- Text block
+ + + + +

A prospective study of folate and vitamin B6 and risk of myocardial infarction in US physicians.J Am Coll Nutr 1996; 15(2):136-43JA
To assess prospectively the risk of myocardial infarction (MI) associated with decreased plasma levels of folate and pyridoxal phosphate (PLP, a form of vitamin B6) in relation to elevated levels of total homocysteine (tHcy).
Nested case-control study using prospectively collected blood samples.
Participants in the Physicians' Health Study.
14,916 male physicians, aged 40-84 years, with no prior MI or stroke provided plasma samples at baseline and were followed for 7.5 years. Samples from 333 men who subsequently developed MI, and their paired controls matched by age and smoking, were analyzed for folate and PLP levels.
MEASURES OF OUTCOME
Acute MI or death due to coronary disease.
In a model controlling for diabetes, angina, hypertension, Quetelet's index, and total/high-density lipoprotein cholesterol, men with the lowest 20% of folate levels (< 2.0 ng/mL) had a relative risk of 1.4 (95% confidence interval 0.9-2.3) compared with those in the top 80%. For the lowest 20% of vitamin B6 values, the relative risk was 1.5 (95% CI: 1.0-2.2). When we included both folate and B6 in a model with cardiovascular risk factors, the relative risk of MI for low as compared to high levels of folate was 1.3 (95% CI: 0.8-2.1) and for PLP, 1.3 (95% CI: 0.9-2.1). Adding tHcy to this model did not add significant predictive value (chi sq = 2.0, p > 0.05), except in the first half of the follow-up interval when men with the top 5% of tHcy values had an almost three-fold increase in risk of MI.
Although not statistically significant, these prospective data are compatible with the hypothesis that low dietary intake of folate and/or vitamin B6 contribute to risk of MI.

+ + + + +

- Problems to work on
**1)** Please set down the part of the study abstract starting at "A prospective study" and ending at "total homocysteine (tHcy).", word for word.
**2)** Answer these questions from the study abstract:
(a) How many male physicians provided plasma samples at baseline?
(b) By what two factors were the controls matched to the men who developed MI?
(c) What relative risk is given for the lowest 20% of vitamin B6 values?

+ + + + +

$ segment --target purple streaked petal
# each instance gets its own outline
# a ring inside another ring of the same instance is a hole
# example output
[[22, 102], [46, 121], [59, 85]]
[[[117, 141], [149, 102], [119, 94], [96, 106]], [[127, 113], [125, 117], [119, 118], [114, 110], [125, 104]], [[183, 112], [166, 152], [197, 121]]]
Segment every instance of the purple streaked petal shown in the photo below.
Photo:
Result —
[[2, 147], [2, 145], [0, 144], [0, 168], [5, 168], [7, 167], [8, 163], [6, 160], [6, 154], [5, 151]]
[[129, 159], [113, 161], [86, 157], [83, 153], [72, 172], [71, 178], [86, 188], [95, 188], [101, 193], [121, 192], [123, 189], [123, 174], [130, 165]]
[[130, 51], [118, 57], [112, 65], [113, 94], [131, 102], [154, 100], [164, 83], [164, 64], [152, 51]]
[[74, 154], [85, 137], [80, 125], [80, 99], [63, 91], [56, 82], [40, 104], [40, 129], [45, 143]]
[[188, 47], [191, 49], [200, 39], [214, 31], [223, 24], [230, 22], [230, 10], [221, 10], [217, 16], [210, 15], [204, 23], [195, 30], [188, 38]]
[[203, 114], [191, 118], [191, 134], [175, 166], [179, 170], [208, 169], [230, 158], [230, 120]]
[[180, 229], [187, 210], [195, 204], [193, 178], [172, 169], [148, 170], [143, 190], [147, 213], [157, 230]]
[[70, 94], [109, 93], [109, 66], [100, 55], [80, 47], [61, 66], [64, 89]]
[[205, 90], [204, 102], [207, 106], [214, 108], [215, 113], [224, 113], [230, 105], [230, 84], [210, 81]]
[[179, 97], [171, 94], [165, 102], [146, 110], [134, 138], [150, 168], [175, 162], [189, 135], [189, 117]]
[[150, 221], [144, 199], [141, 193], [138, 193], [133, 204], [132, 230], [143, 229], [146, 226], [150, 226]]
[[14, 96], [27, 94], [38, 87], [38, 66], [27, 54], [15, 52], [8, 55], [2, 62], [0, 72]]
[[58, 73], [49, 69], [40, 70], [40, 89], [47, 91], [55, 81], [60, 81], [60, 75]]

+ + + + +

- Responses by item number
**1)**
A prospective study of folate and vitamin B6 and risk of myocardial infarction in US physicians.J Am Coll Nutr 1996; 15(2):136-43JA
To assess prospectively the risk of myocardial infarction (MI) associated with decreased plasma levels of folate and pyridoxal phosphate (PLP, a form of vitamin B6) in relation to elevated levels of total homocysteine (tHcy).

**2)**
(a) 14,916
(b) Age and smoking
(c) 1.5 (95% CI: 1.0-2.2)